§ **Instructions**:
A - From the article on the best hybrid cars, name every car model that the text gives a numbered position.
B - Decide whether each statement below agrees with the article on the best hybrid cars, and support each verdict with the deciding words of the article.
(i) The Golf GTE can travel more than 30 miles on electric power alone.
(ii) The Audi A3 E-Tron costs less than the Volkswagen Golf GTE.
(iii) The hybrid version of the Q7 keeps all seven seats.
C - Continue the article on the best hybrid cars, starting after its final sentence.

If you want a hybrid, where’s the best place to put your money?
More and more Brits are considering hybrids for their next new car. But if you’re eager to buy one, which are the best models you should be looking at?
Here, sector by sector, we run through the top three models that should be on your shortlist. If you’re in the market for a family, SUV, executive or performance hybrid, then read on…
Best family hybrid
1. Hyundai Ioniq 1.6 GDi Hybrid
The Hyundai Ioniq is competitively priced, but there’s more to it than just low costs. In practice, it manages to serve up diesel-like economy on the motorway, and it’s pleasant to drive with good ride and handling. Add in an extensive list of standard equipment and it’s easy to see the appeal.
2. VW Golf GTE
Sales are strong for Volkswagen’s ‘hybrid GTI’, the Golf GTE, thanks to a well-developed petrol-electric drivetrain that both performs strongly and proves good on fuel. It will go for more than 30 miles solely under electric power and its roomy interior is practical.
3. Audi A3 E-Tron
The Audi A3 E-Tron is the upmarket alternative to the Volkswagen Golf GTE. It costs more but a higher quality interior and classier image soon show where the extra spend goes. Besides, ultra-low emissions mean it is very competitive in terms of company car costs.
1.Audi Q7 E-Tron
Turning the Q7 into a hybrid turns it from a seven-seater into a five-seater, but otherwise it’s big fat ticks across the board. It’s smooth and fast to drive, has an excellent infotainment system and, despite its substantial size, will run for over 30 miles as a pure EV.

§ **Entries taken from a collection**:

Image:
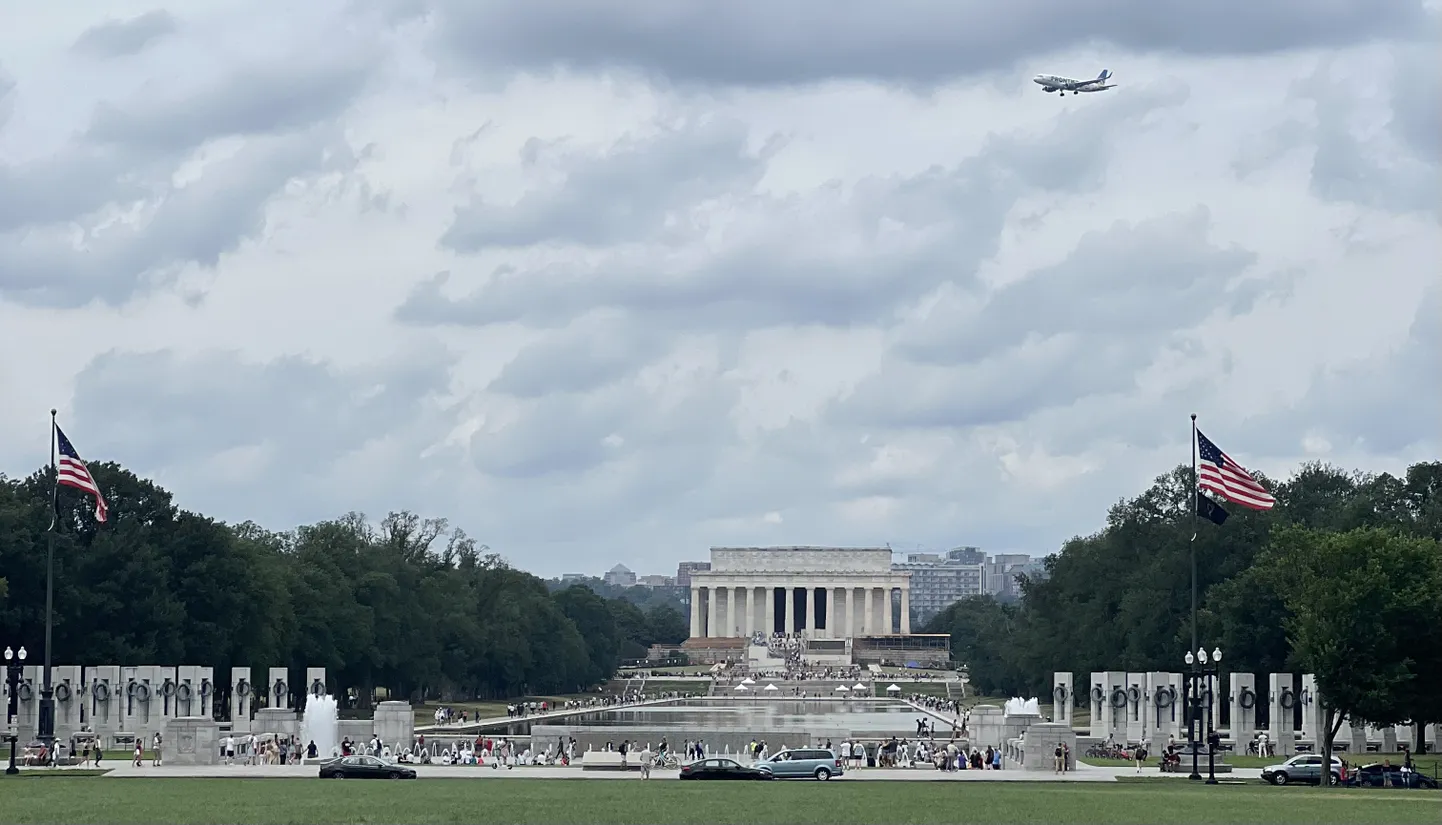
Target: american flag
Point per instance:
(74, 473)
(1219, 473)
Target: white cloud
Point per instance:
(597, 290)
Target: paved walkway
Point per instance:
(1083, 773)
(463, 729)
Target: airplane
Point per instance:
(1053, 82)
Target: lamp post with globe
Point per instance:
(13, 664)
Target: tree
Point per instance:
(1347, 593)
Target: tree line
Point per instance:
(1343, 579)
(408, 605)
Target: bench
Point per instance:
(609, 760)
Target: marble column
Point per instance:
(808, 612)
(770, 610)
(868, 623)
(695, 612)
(711, 612)
(731, 626)
(906, 610)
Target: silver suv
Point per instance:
(1302, 768)
(802, 763)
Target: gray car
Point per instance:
(802, 763)
(1302, 768)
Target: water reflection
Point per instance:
(878, 716)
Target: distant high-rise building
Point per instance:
(1002, 571)
(619, 576)
(938, 581)
(685, 568)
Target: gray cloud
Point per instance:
(127, 160)
(1398, 170)
(832, 258)
(754, 42)
(1386, 406)
(263, 98)
(1149, 279)
(124, 38)
(193, 224)
(165, 416)
(1082, 328)
(620, 195)
(590, 354)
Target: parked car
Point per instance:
(365, 768)
(715, 768)
(1305, 768)
(1379, 775)
(803, 763)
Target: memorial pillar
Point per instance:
(868, 623)
(711, 612)
(695, 612)
(769, 623)
(731, 626)
(906, 610)
(808, 610)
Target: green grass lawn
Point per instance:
(82, 801)
(1431, 763)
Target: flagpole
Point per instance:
(1194, 505)
(46, 691)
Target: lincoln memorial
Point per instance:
(818, 592)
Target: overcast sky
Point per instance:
(615, 281)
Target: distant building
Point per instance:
(1002, 571)
(938, 580)
(619, 576)
(685, 568)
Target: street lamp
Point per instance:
(1213, 737)
(13, 664)
(1193, 703)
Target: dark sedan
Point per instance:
(1392, 776)
(364, 768)
(720, 769)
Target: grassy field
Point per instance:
(81, 801)
(1431, 763)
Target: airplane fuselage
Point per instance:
(1060, 84)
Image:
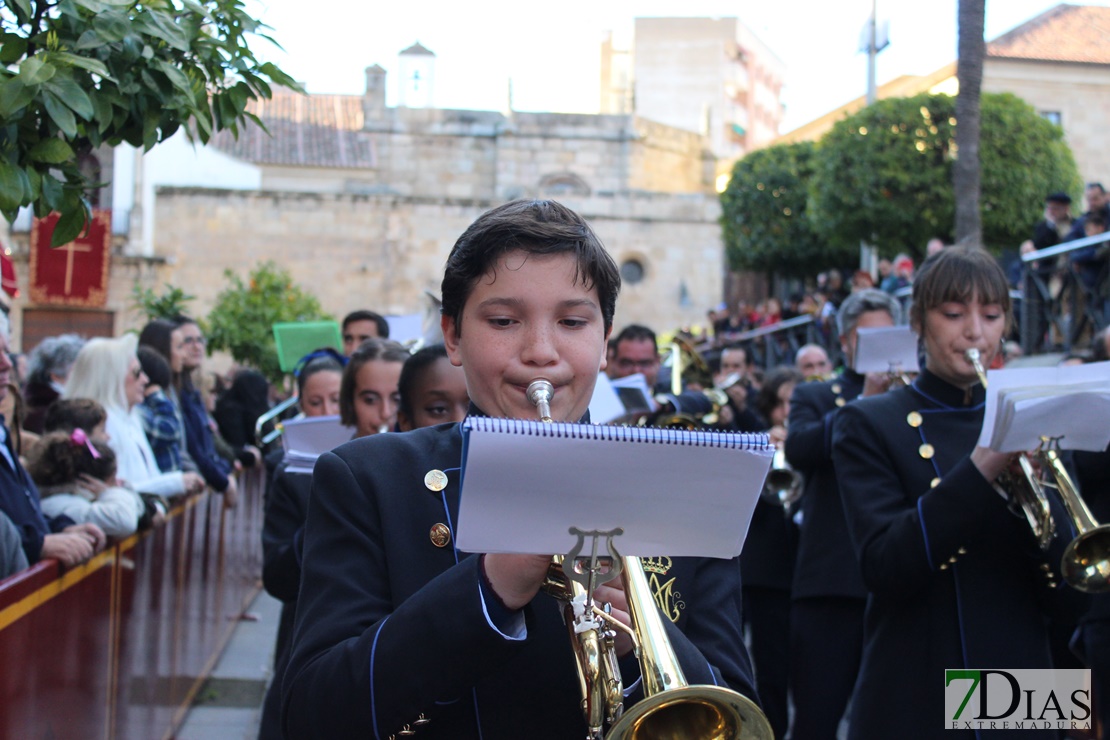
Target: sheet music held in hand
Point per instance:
(308, 438)
(886, 350)
(525, 484)
(1070, 403)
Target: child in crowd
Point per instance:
(432, 389)
(77, 478)
(369, 396)
(394, 627)
(87, 416)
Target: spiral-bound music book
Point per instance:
(679, 493)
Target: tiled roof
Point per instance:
(419, 49)
(1065, 33)
(316, 131)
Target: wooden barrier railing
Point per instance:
(119, 647)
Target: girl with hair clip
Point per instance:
(369, 397)
(955, 576)
(67, 467)
(108, 372)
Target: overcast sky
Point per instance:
(551, 50)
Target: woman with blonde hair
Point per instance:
(108, 372)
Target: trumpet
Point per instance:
(783, 486)
(670, 708)
(1025, 489)
(1086, 561)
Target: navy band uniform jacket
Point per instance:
(390, 627)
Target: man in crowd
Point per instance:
(735, 376)
(635, 351)
(41, 537)
(1097, 202)
(362, 325)
(813, 362)
(1057, 222)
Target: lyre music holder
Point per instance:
(593, 570)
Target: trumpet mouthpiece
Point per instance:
(540, 393)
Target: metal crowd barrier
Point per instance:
(1063, 317)
(774, 345)
(120, 646)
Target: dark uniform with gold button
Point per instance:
(828, 594)
(955, 577)
(392, 634)
(282, 527)
(1092, 476)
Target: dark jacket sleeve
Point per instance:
(901, 538)
(286, 509)
(808, 439)
(230, 416)
(352, 671)
(710, 645)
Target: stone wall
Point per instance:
(1079, 92)
(383, 252)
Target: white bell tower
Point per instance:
(416, 72)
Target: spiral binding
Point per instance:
(743, 441)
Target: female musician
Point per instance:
(324, 387)
(955, 577)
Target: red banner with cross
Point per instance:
(73, 274)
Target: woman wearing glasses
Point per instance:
(108, 372)
(217, 472)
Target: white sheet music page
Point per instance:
(308, 438)
(886, 350)
(675, 493)
(1070, 404)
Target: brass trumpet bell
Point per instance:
(693, 711)
(784, 484)
(1086, 564)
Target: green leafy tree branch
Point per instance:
(884, 175)
(242, 320)
(79, 73)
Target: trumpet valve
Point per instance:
(540, 393)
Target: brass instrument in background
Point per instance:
(670, 707)
(1086, 561)
(689, 368)
(783, 486)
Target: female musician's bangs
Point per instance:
(960, 275)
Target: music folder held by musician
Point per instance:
(400, 632)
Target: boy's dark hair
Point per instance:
(155, 366)
(69, 414)
(157, 335)
(534, 226)
(322, 363)
(958, 273)
(767, 397)
(383, 326)
(371, 350)
(414, 370)
(635, 333)
(59, 459)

§ **Answers to the exercises**:
A -
Hyundai Ioniq 1.6 GDi Hybrid
VW Golf GTE
Audi A3 E-Tron
Audi Q7 E-Tron

B -
(i) Yes: "It will go for more than 30 miles solely under electric power"
(ii) No: "It costs more"
(iii) No: "Turning the Q7 into a hybrid turns it from a seven-seater into a five-seater"

C -
2. Volvo XC90 T8
Volvo combines a turbocharged, supercharged petrol engine with an electric motor to create the XC90 T8. It’s a potent performer, but also one good on fuel, with very low official CO2 emissions of 49gkm. Unlike the Audi, it will also seat seven people – not many hybrids can do that.
3. Mini Countryman Cooper S E All4
The first plug-in Mini has sporty handling (and a sporty ride) plus fun performance from its petrol-electric engine. Squeezing in the batteries does cost it some boot space, but they compensate with an electric-only range of 26 miles.
1. VW Passat GTE
A great everyday hybrid, the Passat GTE will run for over 30 miles as a pure EV, then more than 500 miles more on a full tank of fuel. It’s uncompromised over a regular Passat too, seating five in comfort and offering a big boot. You can even get a super-practice GTE estate version.
2. BMW 3 Series 330e
The fun-to-drive BMW 330e has a great drivetrain, blending electric assist with petrol power to serve up a smooth, sporty drive. It handles as well as any other 3 Series and will go for 25 miles in pure electric mode.
3. Mercedes C-Class C300h
The classy C-Class hybrid has ultra-low CO2 emissions of 94g/km, despite not being a plug-in hybrid. It’s convenient to use, feels luxurious inside and makes a great company car choice thanks to its relatively competitive list price.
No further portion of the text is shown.